Provided passage:

########################################

Is any place like home anymore? I am longing for my home. I am still in the US and awaiting the outcome of the procedures my father is having this afternoon. Each night when I open up the convertible couch in my brother's house and settle in with a mind-numbing book or the TV, I feel almost childlike in the sense of aloneness or lost feeling I have. It's not an unfamiliar feeling. I think I felt this way a lot as a young teenager. It's the feeling of doing sort of normal things in the wrong place, showering, putting on pajamas(!), going to bed, waking up, doing laundry. It all feels like I am living in a limbo-land waiting for some event to connect up all these strange dots.
I wonder if this feeling will ever go away?
Are we yearning for something that doesn't really exist. Do we all, like I do, build safe havens or nests, to retreat to in times of uncertainty? Am I really an overweight, aged version of Dorothy meandering down the yellow-brick road looking for someplace outside of myself to fulfill a need that is only inside? BTW, this image of a gingham-dressed Cynthia, with plaited hair knee socks and freckles, skipping down a winding path accompanied by a small dog and a gang of munchkins, actually makes me almost laugh out loud. Maybe I'll bear this one in mind for my next invite to a fancy dress party!

########################################

Excerpted records:
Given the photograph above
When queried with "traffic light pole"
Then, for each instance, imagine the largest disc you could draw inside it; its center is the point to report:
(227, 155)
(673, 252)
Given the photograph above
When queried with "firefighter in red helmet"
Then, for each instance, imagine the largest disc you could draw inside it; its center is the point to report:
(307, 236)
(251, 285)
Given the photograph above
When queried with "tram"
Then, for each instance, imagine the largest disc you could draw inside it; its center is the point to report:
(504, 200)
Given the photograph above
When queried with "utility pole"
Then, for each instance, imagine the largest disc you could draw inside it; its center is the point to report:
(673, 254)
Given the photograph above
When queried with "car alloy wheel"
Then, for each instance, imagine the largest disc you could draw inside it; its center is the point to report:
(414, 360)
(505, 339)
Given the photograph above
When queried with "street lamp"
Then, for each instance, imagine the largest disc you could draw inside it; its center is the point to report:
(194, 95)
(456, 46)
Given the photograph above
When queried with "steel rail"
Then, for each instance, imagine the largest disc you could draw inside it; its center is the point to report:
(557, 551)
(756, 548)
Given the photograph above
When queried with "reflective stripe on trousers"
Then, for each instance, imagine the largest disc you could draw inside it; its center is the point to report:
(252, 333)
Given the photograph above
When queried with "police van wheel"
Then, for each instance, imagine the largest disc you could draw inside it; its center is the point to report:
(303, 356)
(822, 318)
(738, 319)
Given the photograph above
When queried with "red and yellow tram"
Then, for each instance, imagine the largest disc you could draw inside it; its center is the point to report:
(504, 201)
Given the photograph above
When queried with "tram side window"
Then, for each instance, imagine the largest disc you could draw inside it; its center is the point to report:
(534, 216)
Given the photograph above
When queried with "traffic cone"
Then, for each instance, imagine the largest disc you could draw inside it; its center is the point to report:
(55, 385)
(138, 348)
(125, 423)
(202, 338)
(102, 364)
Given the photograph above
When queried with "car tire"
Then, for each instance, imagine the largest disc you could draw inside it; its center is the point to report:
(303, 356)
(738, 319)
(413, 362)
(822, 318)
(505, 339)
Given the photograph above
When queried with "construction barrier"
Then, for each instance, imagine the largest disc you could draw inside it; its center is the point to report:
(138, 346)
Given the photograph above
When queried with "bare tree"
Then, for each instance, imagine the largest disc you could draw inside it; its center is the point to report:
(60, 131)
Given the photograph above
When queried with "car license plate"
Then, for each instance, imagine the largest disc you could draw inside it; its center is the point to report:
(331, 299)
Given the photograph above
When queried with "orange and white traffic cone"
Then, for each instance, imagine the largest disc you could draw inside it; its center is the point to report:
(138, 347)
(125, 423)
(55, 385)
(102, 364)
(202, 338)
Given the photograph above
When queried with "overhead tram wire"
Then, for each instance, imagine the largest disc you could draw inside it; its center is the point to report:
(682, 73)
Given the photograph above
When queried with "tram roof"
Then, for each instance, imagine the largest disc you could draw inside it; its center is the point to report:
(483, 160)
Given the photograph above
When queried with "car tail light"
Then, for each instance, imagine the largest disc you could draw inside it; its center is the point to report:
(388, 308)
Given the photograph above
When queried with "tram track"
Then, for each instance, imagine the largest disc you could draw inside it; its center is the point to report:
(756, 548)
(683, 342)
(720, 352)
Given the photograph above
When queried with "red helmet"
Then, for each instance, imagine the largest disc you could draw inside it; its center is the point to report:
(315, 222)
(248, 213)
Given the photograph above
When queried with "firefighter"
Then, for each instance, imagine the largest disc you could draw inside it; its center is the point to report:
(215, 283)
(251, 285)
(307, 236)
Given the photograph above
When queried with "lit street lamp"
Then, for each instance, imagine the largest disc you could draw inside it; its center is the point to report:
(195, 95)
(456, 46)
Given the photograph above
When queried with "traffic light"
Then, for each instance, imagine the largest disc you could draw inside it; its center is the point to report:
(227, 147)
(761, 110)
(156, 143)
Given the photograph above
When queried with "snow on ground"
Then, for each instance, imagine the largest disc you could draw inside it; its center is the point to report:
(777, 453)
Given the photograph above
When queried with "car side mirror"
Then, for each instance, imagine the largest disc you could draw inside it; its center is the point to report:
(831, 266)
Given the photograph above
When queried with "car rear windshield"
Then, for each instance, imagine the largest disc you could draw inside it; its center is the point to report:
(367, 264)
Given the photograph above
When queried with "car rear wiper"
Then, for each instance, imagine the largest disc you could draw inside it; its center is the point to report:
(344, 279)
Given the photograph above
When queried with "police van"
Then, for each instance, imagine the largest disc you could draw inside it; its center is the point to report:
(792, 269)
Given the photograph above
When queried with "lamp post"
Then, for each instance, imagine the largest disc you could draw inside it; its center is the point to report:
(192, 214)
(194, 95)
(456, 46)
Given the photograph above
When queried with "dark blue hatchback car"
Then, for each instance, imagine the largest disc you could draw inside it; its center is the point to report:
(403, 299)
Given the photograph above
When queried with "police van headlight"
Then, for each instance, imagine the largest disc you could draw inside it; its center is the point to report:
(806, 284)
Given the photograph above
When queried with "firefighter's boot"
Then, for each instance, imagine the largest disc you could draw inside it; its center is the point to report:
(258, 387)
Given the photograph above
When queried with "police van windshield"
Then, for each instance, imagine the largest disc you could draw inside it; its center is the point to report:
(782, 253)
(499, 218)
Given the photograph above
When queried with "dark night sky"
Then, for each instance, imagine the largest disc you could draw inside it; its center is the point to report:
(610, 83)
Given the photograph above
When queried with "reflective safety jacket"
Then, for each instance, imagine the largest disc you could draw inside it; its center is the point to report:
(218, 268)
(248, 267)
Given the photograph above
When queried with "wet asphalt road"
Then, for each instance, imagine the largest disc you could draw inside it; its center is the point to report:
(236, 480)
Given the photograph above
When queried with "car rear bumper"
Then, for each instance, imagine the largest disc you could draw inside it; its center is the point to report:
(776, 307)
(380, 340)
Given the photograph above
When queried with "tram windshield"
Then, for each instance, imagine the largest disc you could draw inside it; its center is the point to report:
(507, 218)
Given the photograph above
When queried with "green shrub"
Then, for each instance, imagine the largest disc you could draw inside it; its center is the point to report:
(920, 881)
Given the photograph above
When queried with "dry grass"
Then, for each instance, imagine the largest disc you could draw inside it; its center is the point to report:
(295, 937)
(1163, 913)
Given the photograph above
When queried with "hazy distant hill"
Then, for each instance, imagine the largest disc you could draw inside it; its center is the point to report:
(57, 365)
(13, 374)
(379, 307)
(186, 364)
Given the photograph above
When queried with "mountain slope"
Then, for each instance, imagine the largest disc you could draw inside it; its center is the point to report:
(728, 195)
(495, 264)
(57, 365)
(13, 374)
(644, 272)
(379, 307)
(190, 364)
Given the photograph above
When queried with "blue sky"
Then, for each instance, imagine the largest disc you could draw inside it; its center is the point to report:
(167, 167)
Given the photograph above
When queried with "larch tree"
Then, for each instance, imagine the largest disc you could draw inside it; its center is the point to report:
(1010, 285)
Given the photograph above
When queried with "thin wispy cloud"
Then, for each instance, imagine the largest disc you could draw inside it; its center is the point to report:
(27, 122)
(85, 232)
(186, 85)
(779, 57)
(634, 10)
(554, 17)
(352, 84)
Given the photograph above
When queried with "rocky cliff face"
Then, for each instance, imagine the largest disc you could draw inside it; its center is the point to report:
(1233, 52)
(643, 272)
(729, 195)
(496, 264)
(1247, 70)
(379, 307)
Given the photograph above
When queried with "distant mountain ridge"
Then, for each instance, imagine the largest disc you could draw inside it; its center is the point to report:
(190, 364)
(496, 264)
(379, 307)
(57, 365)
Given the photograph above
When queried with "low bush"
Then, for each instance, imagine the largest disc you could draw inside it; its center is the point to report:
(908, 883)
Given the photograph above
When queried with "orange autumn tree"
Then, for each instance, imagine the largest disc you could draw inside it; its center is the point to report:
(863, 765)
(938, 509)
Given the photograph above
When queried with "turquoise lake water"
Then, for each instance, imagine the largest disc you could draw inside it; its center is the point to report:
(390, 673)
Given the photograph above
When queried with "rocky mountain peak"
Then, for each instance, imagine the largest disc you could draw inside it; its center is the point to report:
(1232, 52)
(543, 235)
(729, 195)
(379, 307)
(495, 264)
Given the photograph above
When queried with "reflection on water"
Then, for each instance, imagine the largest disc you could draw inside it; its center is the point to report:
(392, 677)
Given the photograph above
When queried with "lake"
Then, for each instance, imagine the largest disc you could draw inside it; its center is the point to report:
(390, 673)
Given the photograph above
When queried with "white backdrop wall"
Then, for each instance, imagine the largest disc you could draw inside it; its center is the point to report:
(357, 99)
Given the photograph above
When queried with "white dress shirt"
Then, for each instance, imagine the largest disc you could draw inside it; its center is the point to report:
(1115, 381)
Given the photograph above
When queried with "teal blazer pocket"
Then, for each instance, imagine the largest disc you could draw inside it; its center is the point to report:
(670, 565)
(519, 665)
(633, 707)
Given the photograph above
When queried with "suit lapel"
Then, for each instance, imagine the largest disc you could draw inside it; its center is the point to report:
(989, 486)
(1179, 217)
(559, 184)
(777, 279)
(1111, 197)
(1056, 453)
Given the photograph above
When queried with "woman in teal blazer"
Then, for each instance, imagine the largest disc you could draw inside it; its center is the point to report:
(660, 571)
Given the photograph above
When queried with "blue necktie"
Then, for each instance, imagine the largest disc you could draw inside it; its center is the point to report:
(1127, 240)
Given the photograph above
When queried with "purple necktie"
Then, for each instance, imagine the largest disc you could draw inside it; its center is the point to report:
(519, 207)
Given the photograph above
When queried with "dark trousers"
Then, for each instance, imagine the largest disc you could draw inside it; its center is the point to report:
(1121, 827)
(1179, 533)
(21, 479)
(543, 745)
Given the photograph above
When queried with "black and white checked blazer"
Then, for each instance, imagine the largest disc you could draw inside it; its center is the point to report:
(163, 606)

########################################

Task description: Please answer from the post about longing for home: what does the writer open up each night in the brother's house?

Written solution: The convertible couch.